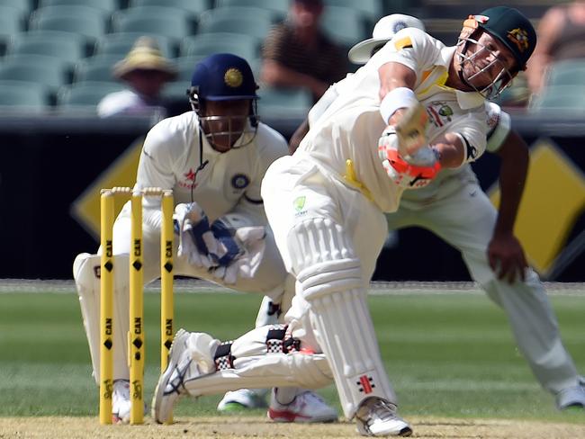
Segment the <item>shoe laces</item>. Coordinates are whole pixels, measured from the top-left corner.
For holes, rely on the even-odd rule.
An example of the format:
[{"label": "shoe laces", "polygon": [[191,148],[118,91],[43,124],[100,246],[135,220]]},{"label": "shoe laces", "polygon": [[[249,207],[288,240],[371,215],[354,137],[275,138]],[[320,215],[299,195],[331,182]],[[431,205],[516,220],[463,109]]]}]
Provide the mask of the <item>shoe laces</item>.
[{"label": "shoe laces", "polygon": [[[359,414],[359,411],[363,411],[364,415]],[[363,410],[358,410],[357,417],[367,425],[371,425],[376,419],[382,422],[396,419],[396,405],[385,399],[374,398],[371,401],[365,402]]]},{"label": "shoe laces", "polygon": [[325,404],[325,400],[320,396],[310,390],[305,390],[302,393],[300,393],[296,396],[296,399],[302,399],[305,403],[308,403],[312,399],[313,401]]},{"label": "shoe laces", "polygon": [[165,395],[169,395],[171,393],[177,393],[180,395],[183,390],[186,390],[184,388],[184,376],[187,374],[187,371],[192,363],[192,360],[188,360],[183,366],[180,366],[179,364],[175,366],[175,371],[173,372],[171,379],[168,381],[166,388],[165,389]]}]

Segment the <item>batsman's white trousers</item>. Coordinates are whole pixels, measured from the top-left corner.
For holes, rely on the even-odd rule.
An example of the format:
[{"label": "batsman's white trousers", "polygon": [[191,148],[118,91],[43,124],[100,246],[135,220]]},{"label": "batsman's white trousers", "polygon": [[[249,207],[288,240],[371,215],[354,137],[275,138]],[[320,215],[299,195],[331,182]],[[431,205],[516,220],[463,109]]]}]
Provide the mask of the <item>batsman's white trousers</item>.
[{"label": "batsman's white trousers", "polygon": [[262,198],[296,294],[285,320],[304,348],[324,353],[346,417],[369,397],[396,402],[366,304],[387,235],[380,209],[297,152],[276,160]]},{"label": "batsman's white trousers", "polygon": [[497,215],[468,169],[442,182],[432,198],[409,200],[405,193],[387,220],[391,230],[419,226],[461,251],[473,280],[506,311],[518,348],[542,386],[552,393],[576,386],[577,370],[537,274],[528,269],[525,282],[510,284],[490,267],[487,248]]}]

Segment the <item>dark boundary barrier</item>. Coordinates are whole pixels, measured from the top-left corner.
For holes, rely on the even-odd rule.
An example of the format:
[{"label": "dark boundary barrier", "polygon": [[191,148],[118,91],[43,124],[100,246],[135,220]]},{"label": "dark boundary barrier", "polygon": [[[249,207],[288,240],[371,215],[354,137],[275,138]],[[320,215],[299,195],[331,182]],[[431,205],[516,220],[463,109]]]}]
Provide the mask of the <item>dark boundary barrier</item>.
[{"label": "dark boundary barrier", "polygon": [[[300,122],[265,121],[287,138]],[[71,203],[153,123],[143,117],[0,116],[0,278],[71,278],[75,255],[97,248],[94,237],[70,216]],[[585,170],[585,115],[513,114],[513,124],[528,144],[553,139],[577,168]],[[495,157],[484,156],[474,168],[484,189],[496,182]],[[568,242],[584,229],[581,211]],[[469,280],[458,252],[429,232],[407,228],[397,237],[397,246],[381,255],[375,280]],[[584,282],[583,250],[578,249],[552,280]]]}]

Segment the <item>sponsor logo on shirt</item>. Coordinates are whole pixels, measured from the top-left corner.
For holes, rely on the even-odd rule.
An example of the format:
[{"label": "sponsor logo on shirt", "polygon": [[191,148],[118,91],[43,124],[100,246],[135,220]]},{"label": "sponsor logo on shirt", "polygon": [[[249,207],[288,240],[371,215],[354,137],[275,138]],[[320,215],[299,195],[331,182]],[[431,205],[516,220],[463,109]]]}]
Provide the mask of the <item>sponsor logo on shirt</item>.
[{"label": "sponsor logo on shirt", "polygon": [[427,112],[433,125],[438,128],[453,120],[453,109],[444,102],[433,101],[427,107]]},{"label": "sponsor logo on shirt", "polygon": [[245,174],[236,174],[231,177],[231,185],[237,191],[243,191],[250,184],[250,177]]},{"label": "sponsor logo on shirt", "polygon": [[197,187],[197,184],[195,184],[195,171],[193,170],[193,168],[189,168],[189,171],[184,173],[183,175],[184,177],[184,180],[179,180],[177,183],[177,185],[179,187],[186,188],[186,189],[194,189]]}]

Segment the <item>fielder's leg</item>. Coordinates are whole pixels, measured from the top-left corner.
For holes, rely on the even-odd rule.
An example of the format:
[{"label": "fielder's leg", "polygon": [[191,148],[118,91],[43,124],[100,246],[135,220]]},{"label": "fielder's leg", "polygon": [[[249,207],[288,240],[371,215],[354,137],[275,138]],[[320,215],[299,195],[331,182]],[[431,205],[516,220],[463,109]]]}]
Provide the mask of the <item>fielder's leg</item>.
[{"label": "fielder's leg", "polygon": [[[508,315],[518,348],[541,385],[556,395],[557,406],[585,406],[573,361],[561,340],[558,323],[546,291],[532,269],[525,282],[508,283],[490,267],[487,248],[496,224],[497,211],[472,182],[449,196],[417,211],[419,223],[460,249],[473,280]],[[465,215],[453,212],[465,211]]]}]

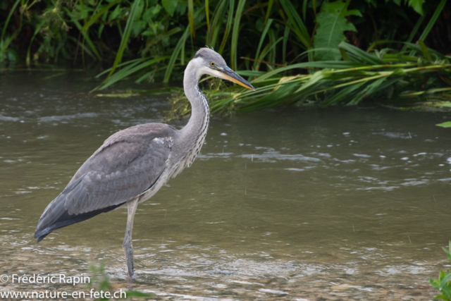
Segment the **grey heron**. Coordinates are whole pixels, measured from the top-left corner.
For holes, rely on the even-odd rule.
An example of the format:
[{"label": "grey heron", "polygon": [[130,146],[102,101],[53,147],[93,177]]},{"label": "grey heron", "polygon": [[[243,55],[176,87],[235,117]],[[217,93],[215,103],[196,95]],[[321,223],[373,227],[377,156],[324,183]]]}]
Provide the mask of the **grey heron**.
[{"label": "grey heron", "polygon": [[210,109],[199,87],[203,75],[228,80],[255,91],[227,66],[219,54],[200,49],[187,66],[183,78],[183,88],[192,108],[187,124],[181,130],[164,123],[141,124],[106,139],[44,211],[35,233],[38,242],[60,228],[127,207],[123,246],[128,275],[134,278],[132,233],[138,204],[191,166],[204,144]]}]

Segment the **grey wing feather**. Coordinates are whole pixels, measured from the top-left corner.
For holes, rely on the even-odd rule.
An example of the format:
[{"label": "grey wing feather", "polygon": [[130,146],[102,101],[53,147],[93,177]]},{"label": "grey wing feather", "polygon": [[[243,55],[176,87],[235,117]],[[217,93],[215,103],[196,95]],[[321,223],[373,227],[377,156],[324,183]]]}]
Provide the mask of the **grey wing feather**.
[{"label": "grey wing feather", "polygon": [[162,124],[161,128],[143,128],[146,125],[149,125],[130,128],[107,139],[47,206],[35,237],[42,239],[56,228],[111,210],[149,189],[166,167],[173,142],[168,134],[175,130]]}]

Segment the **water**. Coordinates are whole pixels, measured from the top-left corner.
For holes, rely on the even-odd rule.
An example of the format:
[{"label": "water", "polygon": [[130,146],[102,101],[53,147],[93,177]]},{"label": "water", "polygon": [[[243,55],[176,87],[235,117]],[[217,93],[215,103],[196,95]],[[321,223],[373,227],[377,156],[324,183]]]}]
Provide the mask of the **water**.
[{"label": "water", "polygon": [[[82,75],[47,75],[0,76],[0,274],[91,275],[89,266],[103,262],[113,290],[159,300],[437,295],[428,277],[450,266],[441,247],[451,239],[451,132],[435,124],[450,113],[292,109],[214,118],[193,166],[138,207],[130,286],[124,209],[39,245],[33,234],[48,203],[106,137],[163,121],[167,102],[95,97],[86,92],[96,83]],[[0,285],[47,289],[89,290]]]}]

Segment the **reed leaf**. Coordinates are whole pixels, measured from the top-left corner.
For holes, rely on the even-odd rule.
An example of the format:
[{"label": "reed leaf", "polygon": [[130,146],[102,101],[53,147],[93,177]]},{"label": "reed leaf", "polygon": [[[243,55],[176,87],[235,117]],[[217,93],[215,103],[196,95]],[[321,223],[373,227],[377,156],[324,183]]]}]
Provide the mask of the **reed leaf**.
[{"label": "reed leaf", "polygon": [[113,63],[113,66],[111,67],[111,70],[110,71],[106,78],[109,78],[113,75],[114,70],[122,60],[122,56],[124,54],[124,51],[125,50],[127,44],[128,44],[128,40],[130,39],[130,36],[132,33],[132,28],[133,26],[133,23],[135,22],[135,18],[137,14],[141,13],[141,12],[138,10],[138,7],[141,4],[142,1],[142,0],[135,0],[133,4],[132,5],[132,9],[130,10],[128,20],[127,20],[127,25],[125,25],[125,29],[124,30],[122,39],[121,40],[121,45],[119,46],[118,54],[116,56],[116,59],[114,60],[114,63]]}]

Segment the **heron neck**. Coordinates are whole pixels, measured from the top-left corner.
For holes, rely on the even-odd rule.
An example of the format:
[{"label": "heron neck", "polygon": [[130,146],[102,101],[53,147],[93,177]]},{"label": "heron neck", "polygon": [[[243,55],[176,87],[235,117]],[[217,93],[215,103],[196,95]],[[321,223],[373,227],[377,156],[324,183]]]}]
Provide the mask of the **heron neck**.
[{"label": "heron neck", "polygon": [[199,68],[197,68],[196,63],[195,60],[192,60],[185,71],[183,88],[191,104],[191,117],[188,123],[181,130],[185,141],[194,145],[203,142],[210,119],[208,101],[199,88],[201,74],[197,72]]}]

= REQUIRED TASK =
Rewrite the part of the data that opens at the very beginning and closes with the line containing "Provide the mask of the <item>shoe", replacing "top-left" with "upper-left" and leaving everything else unchanged. Omit the pictures from your answer.

= FINISHED ANSWER =
Segment the <item>shoe laces</item>. Coordinates are whole pixels, measured from the upper-left corner.
For holes, rely on the even-odd rule.
An example of the format:
[{"label": "shoe laces", "polygon": [[191,148],[118,91],[43,124],[100,246],[135,220]]},{"label": "shoe laces", "polygon": [[[249,207],[288,240],[371,215],[354,137],[275,138]],[[320,215],[299,195],[331,182]],[[431,205],[516,220],[463,109]]]}]
Provide the mask of the <item>shoe laces</item>.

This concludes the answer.